SELECTED TEXT section start
The world’s leading publication for data science, AI, and ML professionals.

User feedback – the missing piece of your ML monitoring stack

A complete guide to building user-centric AI.

Image from Unsplash
Image from Unsplash

The misalignment of AI models and users

Have you ever spent months, and who knows how much $$$, implementing an AI model, to find no one uses it? Even if you do overcome the challenges of adoption, how do you know if the model outputs are truly adding value to the user’s decisions, queries, professional or daily activities?

Machine learning performance metrics and real-time monitoring tools are an excellent way to calculate the performance of a model, and identify when things may be going wrong from a technical point of view. But without understanding user engagement or satisfaction, it is difficult to know if the model is being used for its intended purpose.

Additionally, listening to the users of AI models may uncover incorrectly predicted edge cases; explainability algorithms that don’t explain things quite as clearly as we hoped; or user experience flaws that impact how users engage with a model.

The remainder of this article will cover the importance of understanding user feedback on AI models, the different types of user feedback, and how user feedback can be collected to improve model performance, increase user adoption, and ultimately align AI models to users.

Contents

  • The misalignment of AI models and users
  • What is user feedback for AI?
  • Why is user feedback for AI important?
  • What are the different types of feedback?
  • A guide to collecting user feedback
  • Wrapping up

What is user feedback for AI?

When we refer to user feedback, the user in question depends on the use case you are implementing. For example, this might be an internal business user or stakeholder of an internal ML-based demand forecasting application; it may be an external domain expert, such as a medical oncologist, leveraging a MedTech product assisting with detecting tumours in medical scans; Or, it may be the end user of an external facing job application assistant, leveraging generative AI to help write and refine resumes.
SELECTED TEXT section end
**WHAT YOU ARE ASKED TO DO:** Translate this sentence from the article on user feedback for AI into Spanish: "But without understanding user engagement or satisfaction, it is difficult to know if the model is being used for its intended purpose."
RECORD EXTRACTS section start
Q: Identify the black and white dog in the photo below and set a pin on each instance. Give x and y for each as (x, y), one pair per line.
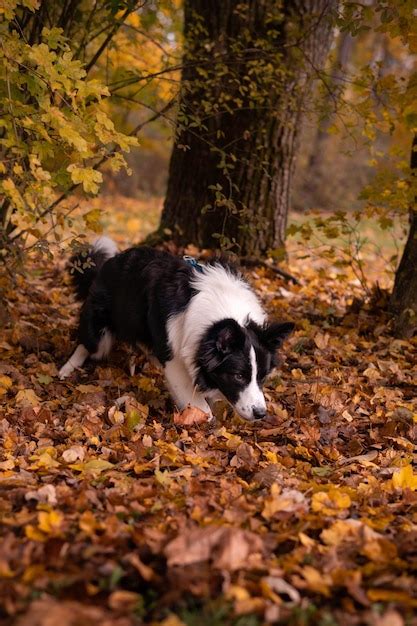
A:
(203, 323)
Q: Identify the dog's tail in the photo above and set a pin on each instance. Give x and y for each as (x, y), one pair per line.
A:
(84, 265)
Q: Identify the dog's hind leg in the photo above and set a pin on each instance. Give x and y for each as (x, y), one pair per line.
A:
(76, 360)
(94, 338)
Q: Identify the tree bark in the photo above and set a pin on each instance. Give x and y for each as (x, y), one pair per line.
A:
(404, 295)
(247, 69)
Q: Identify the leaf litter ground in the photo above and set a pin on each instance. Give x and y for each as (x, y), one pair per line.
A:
(112, 512)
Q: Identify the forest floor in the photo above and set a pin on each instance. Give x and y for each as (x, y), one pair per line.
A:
(112, 514)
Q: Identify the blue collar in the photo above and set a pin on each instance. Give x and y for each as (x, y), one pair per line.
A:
(190, 260)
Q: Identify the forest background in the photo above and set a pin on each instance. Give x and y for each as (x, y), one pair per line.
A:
(141, 120)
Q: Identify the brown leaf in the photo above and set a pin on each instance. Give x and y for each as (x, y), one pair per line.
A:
(191, 415)
(228, 548)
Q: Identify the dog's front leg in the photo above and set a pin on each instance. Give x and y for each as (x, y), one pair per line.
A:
(183, 391)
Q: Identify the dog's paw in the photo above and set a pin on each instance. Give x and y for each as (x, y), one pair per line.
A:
(66, 370)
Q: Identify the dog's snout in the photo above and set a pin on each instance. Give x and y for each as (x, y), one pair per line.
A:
(259, 412)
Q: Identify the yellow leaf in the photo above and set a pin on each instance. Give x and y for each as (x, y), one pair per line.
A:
(88, 177)
(271, 456)
(391, 595)
(27, 397)
(331, 502)
(33, 572)
(96, 466)
(163, 478)
(92, 219)
(6, 382)
(33, 533)
(316, 581)
(50, 522)
(5, 571)
(405, 478)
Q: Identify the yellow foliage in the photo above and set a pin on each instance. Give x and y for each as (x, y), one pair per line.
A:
(405, 478)
(332, 502)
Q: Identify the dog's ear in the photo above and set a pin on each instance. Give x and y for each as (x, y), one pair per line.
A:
(229, 337)
(273, 335)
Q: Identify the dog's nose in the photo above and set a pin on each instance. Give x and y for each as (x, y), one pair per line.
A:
(259, 412)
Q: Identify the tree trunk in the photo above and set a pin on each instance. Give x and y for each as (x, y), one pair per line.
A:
(404, 295)
(247, 70)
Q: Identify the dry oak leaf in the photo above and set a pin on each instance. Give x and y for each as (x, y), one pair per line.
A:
(191, 415)
(45, 494)
(405, 478)
(371, 544)
(27, 397)
(228, 548)
(50, 612)
(285, 501)
(332, 502)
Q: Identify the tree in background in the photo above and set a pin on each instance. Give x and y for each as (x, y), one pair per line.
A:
(247, 70)
(404, 295)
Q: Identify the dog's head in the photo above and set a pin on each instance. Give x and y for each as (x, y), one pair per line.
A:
(236, 361)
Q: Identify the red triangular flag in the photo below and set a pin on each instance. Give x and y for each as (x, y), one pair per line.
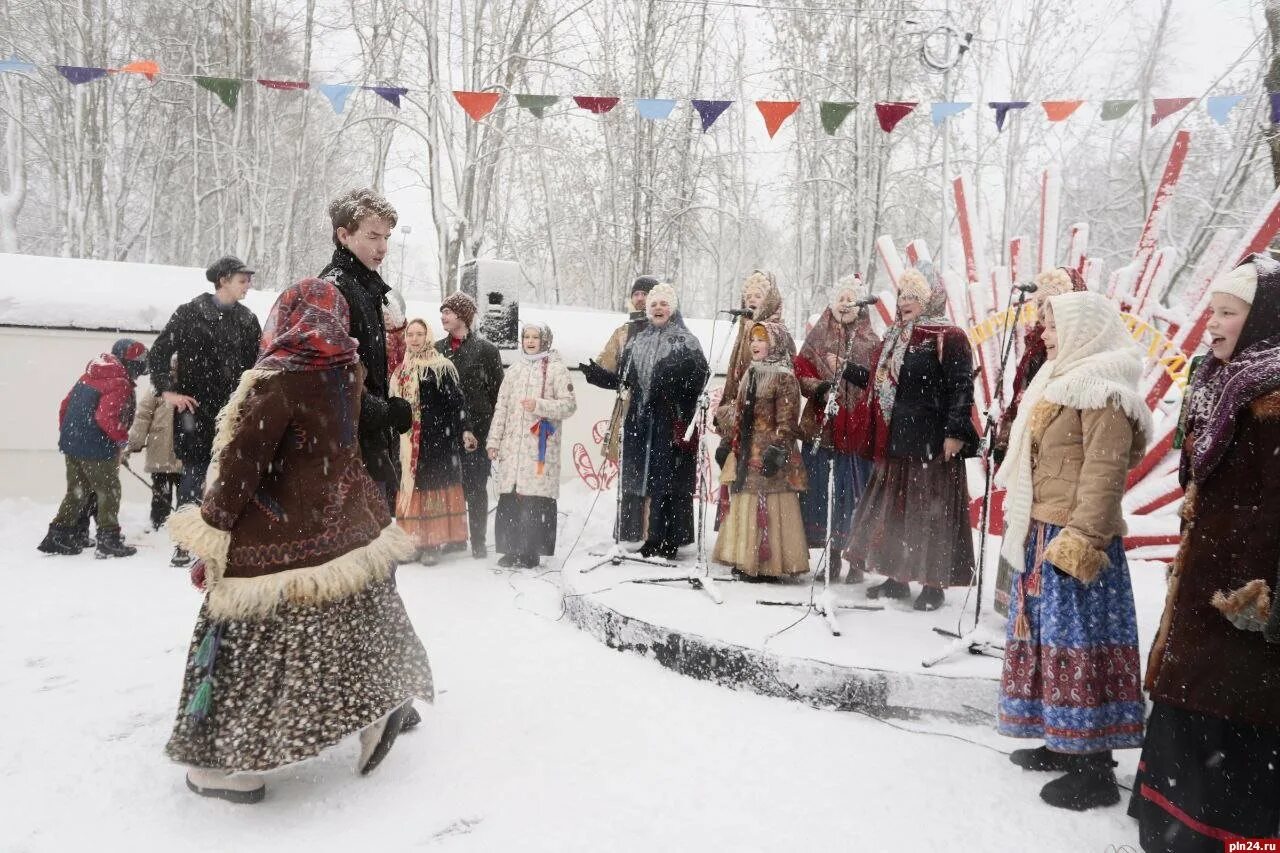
RECORD EXTRACTS section end
**SOLUTION BELOW:** Pero sin comprender la participación o la satisfacción de los usuarios, es difícil saber si el modelo se está utilizando para el fin previsto.